**SHORT EXERCISE**
Answer these questions about the sea-level discussion below:
1. For about how many millennia did sea level rise at roughly 10 m per millennium at the end of the last ice age?
2. What data was the graph assembled from?
3. On what date and at what time did Paul post his reply?

**PASSAGE**
--- begin ---
This statement is grossly misleading. Sea level rose at a rate of about 10 m/millennium (1 m/century, 10 mm/yr, 39 inches/century or my favorite pragmatic units, 4 inches/decade) for about 10 millennia at the end of the last ice age. About 7000 years ago, the rate of SLR slowed dramatically and fell below the average rate of SLR in the 20th century: roughly 1 inch/decade (or 2.5 mm/yr, 0.25 m/century, 2.5 m/millennia). Over the last 4 millennia the average rate of rise has been less than 0.2 inches/decade and probably effectively zero for the past 2 millennia. Here is the data:comment imagecomment image
The average 20th century rate of SLR has been 2.5 m/millennia. This graph is 24 millennia wide. A line with a slope of 2.5 m/millennia rises 60 m going from 24 to 0 millennia ago. Draw the line by eye. Sea level clearly has not been rising since the last ice age at anything like the rate it rose during the 20th century. It slowed, probably stopped and was rising rapidly when tide gauges appeared. Some people believe that sea level reached a maximum during the Holocene Climate Optimum and feel a few meters over the last few millennia.
The above graph was assembled from data obtained from old coral reefs. It can only accurately characterize SLR at a rate as low as 1 m/millennium when maintained over several millennia. It is adequate for demonstrating that the average rate of SLR observed in the 20th century (or 1/2 or 1/4 that rate) did not extend back to the end of the last ice age. 20th-century SLR is distinctly ABNORMAL compared with the average of the last 4 millennia.

Paul
Reply to  Frank
March 13, 2018 12:50 pm

“This statement is grossly misleading”
Yet your chart seems to contradict your statement? To me, your chart clearly shows: “Sea-levels have been rising since the end of the last Ice Age 10,000 years ago”, no?

Frank
Reply to  Paul
March 13, 2018 2:20 pm

Paul wrote: “Sea-levels have been rising since the end of the last Ice Age 10,000 years ago”, no?
Absolutely not. For all practical purposes, SLR due to the end of the last ice age ended about 7 millennia ago. The rise has been negligible (compared with SLR in the 20th century) for the last 4 millennia. The tide gauge record of SLR is ABNORMALLY high over those millennia and probably began with the end of the LIA, not the last ice age.

MarkW
Reply to  Paul
March 13, 2018 2:57 pm

What you wish to believe and what is actually so do not overlap.

Frank
Reply to  Paul
March 14, 2018 12:23 am

The link to the map of the retreat of ice sheets didn’t work when I clicked on it, but does when I copy and past it into my browser. Sorry.

MarkW
Reply to  Frank
March 13, 2018 1:54 pm

We know that sea levels have been rising since the end of the Little Ice Age, so your claim that there has been no SLR had all but stopped a millennia ago is utter nonsense.
--- end ---
Labeled-object pointing entries:
--- begin ---
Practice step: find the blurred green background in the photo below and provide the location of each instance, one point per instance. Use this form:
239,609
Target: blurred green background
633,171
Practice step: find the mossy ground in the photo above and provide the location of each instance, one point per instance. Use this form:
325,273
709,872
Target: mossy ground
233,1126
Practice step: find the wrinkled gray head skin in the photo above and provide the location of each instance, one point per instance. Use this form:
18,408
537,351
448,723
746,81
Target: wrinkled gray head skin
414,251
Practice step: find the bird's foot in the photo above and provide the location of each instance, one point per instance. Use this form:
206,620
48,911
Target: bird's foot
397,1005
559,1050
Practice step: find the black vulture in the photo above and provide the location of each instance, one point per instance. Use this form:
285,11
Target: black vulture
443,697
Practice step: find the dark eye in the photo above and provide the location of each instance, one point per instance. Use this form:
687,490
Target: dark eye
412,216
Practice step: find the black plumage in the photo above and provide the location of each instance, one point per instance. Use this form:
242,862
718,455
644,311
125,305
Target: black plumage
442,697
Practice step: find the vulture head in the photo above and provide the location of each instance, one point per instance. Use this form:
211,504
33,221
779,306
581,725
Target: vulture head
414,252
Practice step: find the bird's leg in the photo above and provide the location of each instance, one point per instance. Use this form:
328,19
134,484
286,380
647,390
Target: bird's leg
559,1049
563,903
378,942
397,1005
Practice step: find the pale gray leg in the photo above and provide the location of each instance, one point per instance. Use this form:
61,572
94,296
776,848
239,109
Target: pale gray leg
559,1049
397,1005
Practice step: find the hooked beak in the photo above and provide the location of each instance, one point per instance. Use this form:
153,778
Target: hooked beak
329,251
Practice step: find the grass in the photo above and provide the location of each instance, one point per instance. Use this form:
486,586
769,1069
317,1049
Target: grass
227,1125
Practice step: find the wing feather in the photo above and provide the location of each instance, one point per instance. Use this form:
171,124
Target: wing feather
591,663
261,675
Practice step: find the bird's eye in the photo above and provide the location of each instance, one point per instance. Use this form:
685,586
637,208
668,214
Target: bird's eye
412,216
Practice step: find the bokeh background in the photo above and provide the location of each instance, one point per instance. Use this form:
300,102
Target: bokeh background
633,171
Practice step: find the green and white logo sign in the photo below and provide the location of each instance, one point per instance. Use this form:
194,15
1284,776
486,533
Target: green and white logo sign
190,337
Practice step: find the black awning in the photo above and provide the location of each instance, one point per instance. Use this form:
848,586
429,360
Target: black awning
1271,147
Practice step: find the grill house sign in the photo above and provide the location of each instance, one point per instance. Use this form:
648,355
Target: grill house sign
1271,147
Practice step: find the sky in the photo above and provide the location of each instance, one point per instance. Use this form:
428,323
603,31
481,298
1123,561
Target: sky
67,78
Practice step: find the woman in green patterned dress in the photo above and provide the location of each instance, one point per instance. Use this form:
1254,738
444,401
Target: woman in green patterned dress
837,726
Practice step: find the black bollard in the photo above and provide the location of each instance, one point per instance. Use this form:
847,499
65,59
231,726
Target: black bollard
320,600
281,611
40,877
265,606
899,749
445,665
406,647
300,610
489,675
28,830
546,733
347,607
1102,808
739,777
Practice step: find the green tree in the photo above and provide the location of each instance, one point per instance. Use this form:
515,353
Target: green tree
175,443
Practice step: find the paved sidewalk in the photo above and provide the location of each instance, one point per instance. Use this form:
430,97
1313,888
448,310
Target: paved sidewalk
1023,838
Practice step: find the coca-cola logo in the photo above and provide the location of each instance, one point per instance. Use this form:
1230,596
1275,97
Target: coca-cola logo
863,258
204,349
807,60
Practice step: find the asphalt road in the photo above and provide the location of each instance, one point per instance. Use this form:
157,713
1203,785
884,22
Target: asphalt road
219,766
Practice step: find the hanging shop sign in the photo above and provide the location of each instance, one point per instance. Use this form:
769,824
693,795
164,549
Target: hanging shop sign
--- end ---
**COMPLETE OUTPUT**
1. About 10 millennia.
2. Data obtained from old coral reefs.
3. March 13, 2018, at 12:50 pm.